• Exercise task: Pick out every line of the records that contains the string "target", and copy each such line.

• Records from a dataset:
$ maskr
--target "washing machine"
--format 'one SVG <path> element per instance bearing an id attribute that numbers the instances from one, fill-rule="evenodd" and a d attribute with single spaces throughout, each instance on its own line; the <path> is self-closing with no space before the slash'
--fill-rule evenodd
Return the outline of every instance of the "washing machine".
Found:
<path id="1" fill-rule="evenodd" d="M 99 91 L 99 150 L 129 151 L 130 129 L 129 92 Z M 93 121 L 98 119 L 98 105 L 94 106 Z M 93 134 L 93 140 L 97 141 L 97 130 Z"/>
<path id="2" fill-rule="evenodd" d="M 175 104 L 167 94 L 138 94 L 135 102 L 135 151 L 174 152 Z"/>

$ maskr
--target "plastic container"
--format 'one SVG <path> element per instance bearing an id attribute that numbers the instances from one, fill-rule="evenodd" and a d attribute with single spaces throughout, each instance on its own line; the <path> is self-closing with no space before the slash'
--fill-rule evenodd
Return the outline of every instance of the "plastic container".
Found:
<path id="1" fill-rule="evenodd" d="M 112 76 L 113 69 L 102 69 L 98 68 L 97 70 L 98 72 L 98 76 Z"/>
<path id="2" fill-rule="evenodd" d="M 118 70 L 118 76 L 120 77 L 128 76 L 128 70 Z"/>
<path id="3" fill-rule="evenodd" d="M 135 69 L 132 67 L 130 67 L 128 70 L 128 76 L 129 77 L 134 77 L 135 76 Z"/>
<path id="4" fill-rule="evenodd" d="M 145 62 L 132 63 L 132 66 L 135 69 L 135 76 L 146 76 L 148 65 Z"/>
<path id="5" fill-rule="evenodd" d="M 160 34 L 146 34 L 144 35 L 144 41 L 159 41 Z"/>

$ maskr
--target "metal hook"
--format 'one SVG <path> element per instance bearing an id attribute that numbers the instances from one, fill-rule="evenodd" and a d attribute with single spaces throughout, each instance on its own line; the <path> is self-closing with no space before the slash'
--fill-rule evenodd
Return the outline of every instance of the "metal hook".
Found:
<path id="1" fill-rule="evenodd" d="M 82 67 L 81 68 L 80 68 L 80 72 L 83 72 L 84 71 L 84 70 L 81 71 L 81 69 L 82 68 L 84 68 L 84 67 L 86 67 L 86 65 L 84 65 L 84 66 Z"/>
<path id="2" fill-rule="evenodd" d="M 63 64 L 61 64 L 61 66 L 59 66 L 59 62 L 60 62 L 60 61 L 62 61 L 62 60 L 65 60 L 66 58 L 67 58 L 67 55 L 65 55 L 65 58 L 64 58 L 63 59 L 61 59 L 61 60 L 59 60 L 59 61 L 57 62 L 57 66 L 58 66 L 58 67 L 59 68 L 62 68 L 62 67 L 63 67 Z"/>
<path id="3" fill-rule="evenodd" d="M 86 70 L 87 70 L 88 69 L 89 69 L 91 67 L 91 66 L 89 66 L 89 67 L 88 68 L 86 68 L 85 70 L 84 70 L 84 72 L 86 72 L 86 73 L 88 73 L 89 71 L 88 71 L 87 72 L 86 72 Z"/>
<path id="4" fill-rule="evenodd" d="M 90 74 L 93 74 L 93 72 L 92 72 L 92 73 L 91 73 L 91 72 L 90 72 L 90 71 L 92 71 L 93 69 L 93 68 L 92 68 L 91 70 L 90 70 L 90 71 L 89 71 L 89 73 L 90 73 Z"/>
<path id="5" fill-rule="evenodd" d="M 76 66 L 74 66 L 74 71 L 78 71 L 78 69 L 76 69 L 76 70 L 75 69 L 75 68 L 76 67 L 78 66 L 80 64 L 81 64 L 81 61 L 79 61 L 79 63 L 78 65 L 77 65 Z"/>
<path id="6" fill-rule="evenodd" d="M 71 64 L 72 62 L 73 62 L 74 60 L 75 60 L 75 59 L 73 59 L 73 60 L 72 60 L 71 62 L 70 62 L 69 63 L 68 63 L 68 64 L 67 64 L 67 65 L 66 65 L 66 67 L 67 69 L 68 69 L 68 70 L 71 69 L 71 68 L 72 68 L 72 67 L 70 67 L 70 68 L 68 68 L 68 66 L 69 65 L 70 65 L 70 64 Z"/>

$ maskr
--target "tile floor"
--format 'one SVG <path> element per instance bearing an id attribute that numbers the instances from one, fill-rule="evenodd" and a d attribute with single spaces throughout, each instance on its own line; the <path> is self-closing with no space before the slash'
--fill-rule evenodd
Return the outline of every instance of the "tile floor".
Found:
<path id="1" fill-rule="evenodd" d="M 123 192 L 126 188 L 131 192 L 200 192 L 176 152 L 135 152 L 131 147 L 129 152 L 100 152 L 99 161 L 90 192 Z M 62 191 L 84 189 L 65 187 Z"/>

• Task solution:
--target "washing machine"
--target "plastic container"
--target "metal hook"
--target "tile floor"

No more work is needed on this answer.